%%
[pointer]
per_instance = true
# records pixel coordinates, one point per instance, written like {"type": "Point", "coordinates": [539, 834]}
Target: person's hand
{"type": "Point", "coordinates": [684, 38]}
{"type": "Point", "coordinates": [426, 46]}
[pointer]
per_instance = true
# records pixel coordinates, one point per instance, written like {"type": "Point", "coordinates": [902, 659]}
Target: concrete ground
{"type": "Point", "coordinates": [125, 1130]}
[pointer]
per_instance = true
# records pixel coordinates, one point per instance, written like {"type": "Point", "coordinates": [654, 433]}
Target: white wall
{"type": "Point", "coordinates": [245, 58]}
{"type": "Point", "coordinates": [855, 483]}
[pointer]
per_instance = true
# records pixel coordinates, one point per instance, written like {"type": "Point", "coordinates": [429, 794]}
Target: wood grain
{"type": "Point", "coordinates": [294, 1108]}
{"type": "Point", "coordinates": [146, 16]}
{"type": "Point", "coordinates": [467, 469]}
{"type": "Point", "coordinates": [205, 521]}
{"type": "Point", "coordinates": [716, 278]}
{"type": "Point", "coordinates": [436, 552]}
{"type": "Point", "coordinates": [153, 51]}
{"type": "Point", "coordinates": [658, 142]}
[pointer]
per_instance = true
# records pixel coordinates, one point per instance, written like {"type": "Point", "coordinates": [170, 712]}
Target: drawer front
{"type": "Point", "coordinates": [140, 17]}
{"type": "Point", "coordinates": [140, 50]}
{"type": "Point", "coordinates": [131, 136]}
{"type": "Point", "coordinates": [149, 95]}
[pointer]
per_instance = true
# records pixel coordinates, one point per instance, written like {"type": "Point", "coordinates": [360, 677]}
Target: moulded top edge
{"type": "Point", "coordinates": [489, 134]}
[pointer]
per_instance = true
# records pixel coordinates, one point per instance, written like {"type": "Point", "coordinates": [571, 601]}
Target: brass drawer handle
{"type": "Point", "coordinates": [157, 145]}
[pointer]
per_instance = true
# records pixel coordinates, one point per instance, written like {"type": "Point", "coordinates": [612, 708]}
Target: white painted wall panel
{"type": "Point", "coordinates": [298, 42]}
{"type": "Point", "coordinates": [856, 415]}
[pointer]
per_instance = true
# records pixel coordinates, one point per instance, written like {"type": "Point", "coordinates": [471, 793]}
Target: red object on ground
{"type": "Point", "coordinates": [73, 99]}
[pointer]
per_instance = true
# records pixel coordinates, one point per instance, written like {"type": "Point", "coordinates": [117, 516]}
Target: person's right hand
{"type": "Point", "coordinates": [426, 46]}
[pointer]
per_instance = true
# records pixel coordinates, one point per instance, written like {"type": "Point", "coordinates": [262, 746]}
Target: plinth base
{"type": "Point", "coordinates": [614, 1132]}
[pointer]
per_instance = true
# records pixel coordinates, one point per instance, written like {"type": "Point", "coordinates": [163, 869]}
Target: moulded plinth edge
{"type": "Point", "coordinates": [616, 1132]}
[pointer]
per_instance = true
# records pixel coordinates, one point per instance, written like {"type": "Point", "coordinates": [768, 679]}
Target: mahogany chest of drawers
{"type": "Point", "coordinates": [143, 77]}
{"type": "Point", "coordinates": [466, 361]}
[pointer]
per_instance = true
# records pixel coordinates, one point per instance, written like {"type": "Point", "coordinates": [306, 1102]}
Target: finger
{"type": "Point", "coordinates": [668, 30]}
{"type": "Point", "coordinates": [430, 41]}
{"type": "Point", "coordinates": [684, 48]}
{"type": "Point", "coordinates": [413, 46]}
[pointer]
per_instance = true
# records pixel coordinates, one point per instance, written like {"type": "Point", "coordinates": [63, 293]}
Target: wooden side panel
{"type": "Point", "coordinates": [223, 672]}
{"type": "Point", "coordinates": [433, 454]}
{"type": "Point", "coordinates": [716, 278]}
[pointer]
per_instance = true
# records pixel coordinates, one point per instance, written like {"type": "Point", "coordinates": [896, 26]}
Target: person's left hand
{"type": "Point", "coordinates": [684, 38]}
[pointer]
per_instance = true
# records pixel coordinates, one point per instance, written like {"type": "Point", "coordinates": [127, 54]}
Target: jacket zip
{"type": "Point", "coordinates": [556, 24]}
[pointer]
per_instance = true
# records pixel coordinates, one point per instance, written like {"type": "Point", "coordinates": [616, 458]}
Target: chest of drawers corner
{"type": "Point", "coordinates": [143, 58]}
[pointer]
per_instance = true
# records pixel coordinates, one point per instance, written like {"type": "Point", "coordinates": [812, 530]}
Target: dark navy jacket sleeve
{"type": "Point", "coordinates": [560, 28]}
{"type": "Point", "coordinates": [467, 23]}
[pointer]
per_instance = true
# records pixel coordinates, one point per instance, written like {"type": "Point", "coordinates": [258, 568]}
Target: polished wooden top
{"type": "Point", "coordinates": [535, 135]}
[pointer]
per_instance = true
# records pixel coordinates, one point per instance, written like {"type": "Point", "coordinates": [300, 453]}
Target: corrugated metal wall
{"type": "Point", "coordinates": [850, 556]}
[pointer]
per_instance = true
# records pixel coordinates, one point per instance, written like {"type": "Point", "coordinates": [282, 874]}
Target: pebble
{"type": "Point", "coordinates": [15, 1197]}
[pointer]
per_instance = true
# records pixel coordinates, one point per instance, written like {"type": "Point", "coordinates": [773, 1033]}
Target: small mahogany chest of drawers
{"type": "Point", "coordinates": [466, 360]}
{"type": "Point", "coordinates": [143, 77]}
%%
• _EXERCISE BRIEF_
Exactly reproduce every line found in the records.

• _RESPONSE BELOW_
[pointer]
per_instance = true
# records pixel coordinates, one point per instance, written like {"type": "Point", "coordinates": [539, 834]}
Target: person's hand
{"type": "Point", "coordinates": [684, 38]}
{"type": "Point", "coordinates": [426, 46]}
[pointer]
per_instance = true
# records pixel coordinates, one point per instance, written like {"type": "Point", "coordinates": [902, 659]}
Target: concrete ground
{"type": "Point", "coordinates": [125, 1130]}
[pointer]
per_instance = true
# records pixel coordinates, one point per instance, written like {"type": "Point", "coordinates": [654, 433]}
Target: white wall
{"type": "Point", "coordinates": [245, 58]}
{"type": "Point", "coordinates": [855, 483]}
[pointer]
per_instance = true
# records pixel coordinates, one point per instance, written like {"type": "Point", "coordinates": [429, 794]}
Target: wood grain
{"type": "Point", "coordinates": [294, 1108]}
{"type": "Point", "coordinates": [146, 16]}
{"type": "Point", "coordinates": [467, 469]}
{"type": "Point", "coordinates": [205, 521]}
{"type": "Point", "coordinates": [716, 278]}
{"type": "Point", "coordinates": [436, 552]}
{"type": "Point", "coordinates": [153, 51]}
{"type": "Point", "coordinates": [658, 142]}
[pointer]
per_instance = true
# records pixel coordinates, one point per instance, written like {"type": "Point", "coordinates": [170, 712]}
Target: drawer front
{"type": "Point", "coordinates": [140, 17]}
{"type": "Point", "coordinates": [140, 50]}
{"type": "Point", "coordinates": [131, 136]}
{"type": "Point", "coordinates": [149, 95]}
[pointer]
per_instance = true
# records pixel coordinates, one point per instance, written like {"type": "Point", "coordinates": [360, 677]}
Target: moulded top edge
{"type": "Point", "coordinates": [489, 134]}
[pointer]
per_instance = true
# records pixel coordinates, one point per instance, written like {"type": "Point", "coordinates": [571, 601]}
Target: brass drawer handle
{"type": "Point", "coordinates": [157, 145]}
[pointer]
per_instance = true
# records pixel coordinates, one point per instance, written like {"type": "Point", "coordinates": [612, 708]}
Target: white painted wall panel
{"type": "Point", "coordinates": [298, 42]}
{"type": "Point", "coordinates": [856, 415]}
[pointer]
per_instance = true
# records pixel coordinates, one point per instance, written like {"type": "Point", "coordinates": [471, 793]}
Target: red object on ground
{"type": "Point", "coordinates": [73, 99]}
[pointer]
per_instance = true
# records pixel coordinates, one point per instance, written like {"type": "Point", "coordinates": [117, 516]}
Target: person's right hand
{"type": "Point", "coordinates": [426, 46]}
[pointer]
per_instance = true
# records pixel coordinates, one point per instance, written like {"type": "Point", "coordinates": [262, 746]}
Target: plinth base
{"type": "Point", "coordinates": [614, 1132]}
[pointer]
per_instance = true
# records pixel coordinates, one point per instance, written like {"type": "Point", "coordinates": [163, 869]}
Target: moulded plinth edge
{"type": "Point", "coordinates": [616, 1132]}
[pointer]
per_instance = true
# records pixel coordinates, one point per instance, written like {"type": "Point", "coordinates": [768, 679]}
Target: mahogany chest of drawers
{"type": "Point", "coordinates": [143, 77]}
{"type": "Point", "coordinates": [466, 361]}
[pointer]
per_instance = true
# records pixel coordinates, one point per instance, written like {"type": "Point", "coordinates": [306, 1102]}
Target: finger
{"type": "Point", "coordinates": [668, 30]}
{"type": "Point", "coordinates": [430, 41]}
{"type": "Point", "coordinates": [684, 48]}
{"type": "Point", "coordinates": [413, 46]}
[pointer]
per_instance = true
# records pixel coordinates, one point per instance, written like {"type": "Point", "coordinates": [63, 293]}
Target: wooden side panel
{"type": "Point", "coordinates": [223, 672]}
{"type": "Point", "coordinates": [433, 454]}
{"type": "Point", "coordinates": [716, 278]}
[pointer]
per_instance = true
# records pixel coordinates, one point per instance, written like {"type": "Point", "coordinates": [896, 26]}
Target: person's left hand
{"type": "Point", "coordinates": [684, 38]}
[pointer]
per_instance = true
# records pixel coordinates, one point per instance, written like {"type": "Point", "coordinates": [127, 54]}
Target: jacket zip
{"type": "Point", "coordinates": [556, 24]}
[pointer]
per_instance = true
# records pixel coordinates, one point per instance, written like {"type": "Point", "coordinates": [616, 458]}
Target: chest of drawers corner
{"type": "Point", "coordinates": [143, 58]}
[pointer]
per_instance = true
# records pixel coordinates, one point per instance, written like {"type": "Point", "coordinates": [812, 530]}
Target: dark navy jacket sleeve
{"type": "Point", "coordinates": [560, 28]}
{"type": "Point", "coordinates": [467, 23]}
[pointer]
per_instance = true
# records pixel coordinates, one point per instance, written like {"type": "Point", "coordinates": [258, 568]}
Target: polished wooden top
{"type": "Point", "coordinates": [535, 135]}
[pointer]
per_instance = true
# records pixel coordinates, one point per instance, written like {"type": "Point", "coordinates": [300, 453]}
Target: corrugated metal wall
{"type": "Point", "coordinates": [850, 556]}
[pointer]
per_instance = true
# records pixel coordinates, one point per instance, written like {"type": "Point", "coordinates": [282, 874]}
Target: pebble
{"type": "Point", "coordinates": [15, 1197]}
[pointer]
per_instance = true
# records pixel coordinates, one point per instance, written like {"type": "Point", "coordinates": [773, 1033]}
Target: small mahogany chest of drawers
{"type": "Point", "coordinates": [466, 360]}
{"type": "Point", "coordinates": [143, 77]}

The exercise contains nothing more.